**THE DATA**
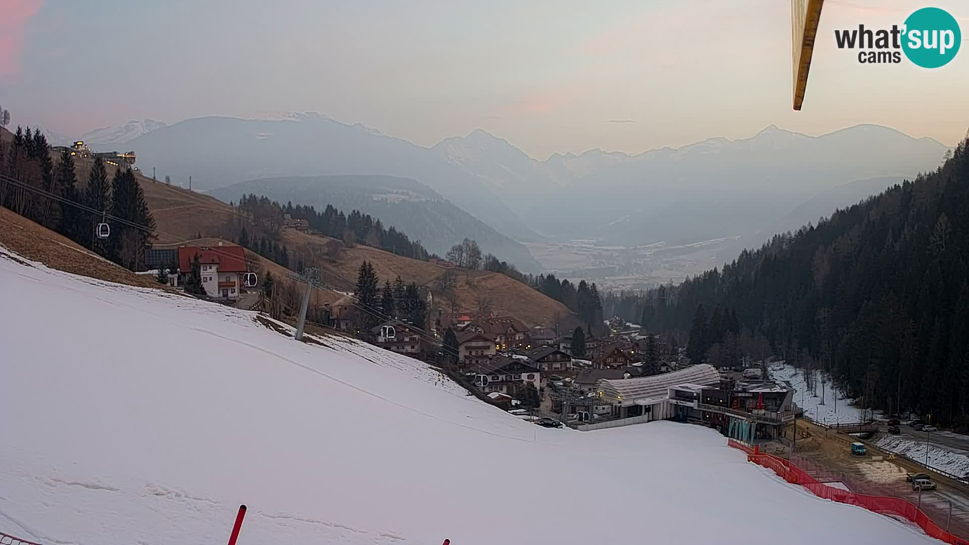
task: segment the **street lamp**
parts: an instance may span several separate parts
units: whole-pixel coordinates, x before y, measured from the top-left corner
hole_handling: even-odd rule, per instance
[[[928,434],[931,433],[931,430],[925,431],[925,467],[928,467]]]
* * *
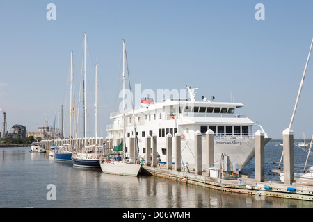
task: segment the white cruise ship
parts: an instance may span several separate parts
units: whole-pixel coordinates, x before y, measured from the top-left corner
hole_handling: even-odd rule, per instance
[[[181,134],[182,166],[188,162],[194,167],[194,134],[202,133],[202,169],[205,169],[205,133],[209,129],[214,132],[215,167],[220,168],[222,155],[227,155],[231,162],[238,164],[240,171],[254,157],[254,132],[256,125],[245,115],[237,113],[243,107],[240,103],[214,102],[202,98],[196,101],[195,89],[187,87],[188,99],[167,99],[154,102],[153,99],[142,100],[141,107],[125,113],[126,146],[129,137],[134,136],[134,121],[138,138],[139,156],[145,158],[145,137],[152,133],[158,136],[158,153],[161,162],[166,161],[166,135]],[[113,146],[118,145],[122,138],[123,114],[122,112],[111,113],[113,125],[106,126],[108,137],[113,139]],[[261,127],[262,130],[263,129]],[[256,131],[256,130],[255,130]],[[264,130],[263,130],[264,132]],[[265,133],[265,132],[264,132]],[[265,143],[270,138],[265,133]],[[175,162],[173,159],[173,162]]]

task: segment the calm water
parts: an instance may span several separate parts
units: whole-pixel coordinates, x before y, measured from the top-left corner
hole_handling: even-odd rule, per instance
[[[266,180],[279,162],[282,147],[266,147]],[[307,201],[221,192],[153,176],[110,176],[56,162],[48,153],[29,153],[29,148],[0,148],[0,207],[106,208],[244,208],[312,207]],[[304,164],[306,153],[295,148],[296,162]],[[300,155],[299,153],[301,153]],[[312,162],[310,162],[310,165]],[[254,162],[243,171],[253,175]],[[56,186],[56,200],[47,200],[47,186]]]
* * *
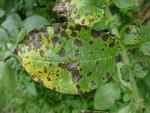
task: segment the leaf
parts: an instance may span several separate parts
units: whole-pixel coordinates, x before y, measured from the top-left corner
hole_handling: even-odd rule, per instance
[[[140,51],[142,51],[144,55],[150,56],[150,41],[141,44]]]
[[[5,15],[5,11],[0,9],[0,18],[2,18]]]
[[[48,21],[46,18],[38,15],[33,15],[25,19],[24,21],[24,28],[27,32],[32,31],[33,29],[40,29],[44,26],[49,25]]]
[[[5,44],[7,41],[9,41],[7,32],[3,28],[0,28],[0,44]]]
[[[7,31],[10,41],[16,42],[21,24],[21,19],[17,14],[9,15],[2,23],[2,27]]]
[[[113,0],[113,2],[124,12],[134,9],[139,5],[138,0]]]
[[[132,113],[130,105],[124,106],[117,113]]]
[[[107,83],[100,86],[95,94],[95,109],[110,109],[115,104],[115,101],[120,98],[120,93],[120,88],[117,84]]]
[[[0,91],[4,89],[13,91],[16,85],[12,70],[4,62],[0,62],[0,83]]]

**WHAT NEEDS TO BE DONE**
Please reproduce the lines above word for word, starting at the line that contains "task: segment the **street lamp**" and ending at the line that contains "[[[928,434],[931,433],[931,430],[925,431],[925,467],[928,467]]]", with both of those lines included.

**TASK OUTPUT**
task: segment the **street lamp**
parts: an instance may span several separate parts
units: whole-pixel coordinates, x before y, measured from the top-left corner
hole_handling: even-odd rule, per instance
[[[928,434],[931,433],[931,430],[925,431],[925,467],[928,467]]]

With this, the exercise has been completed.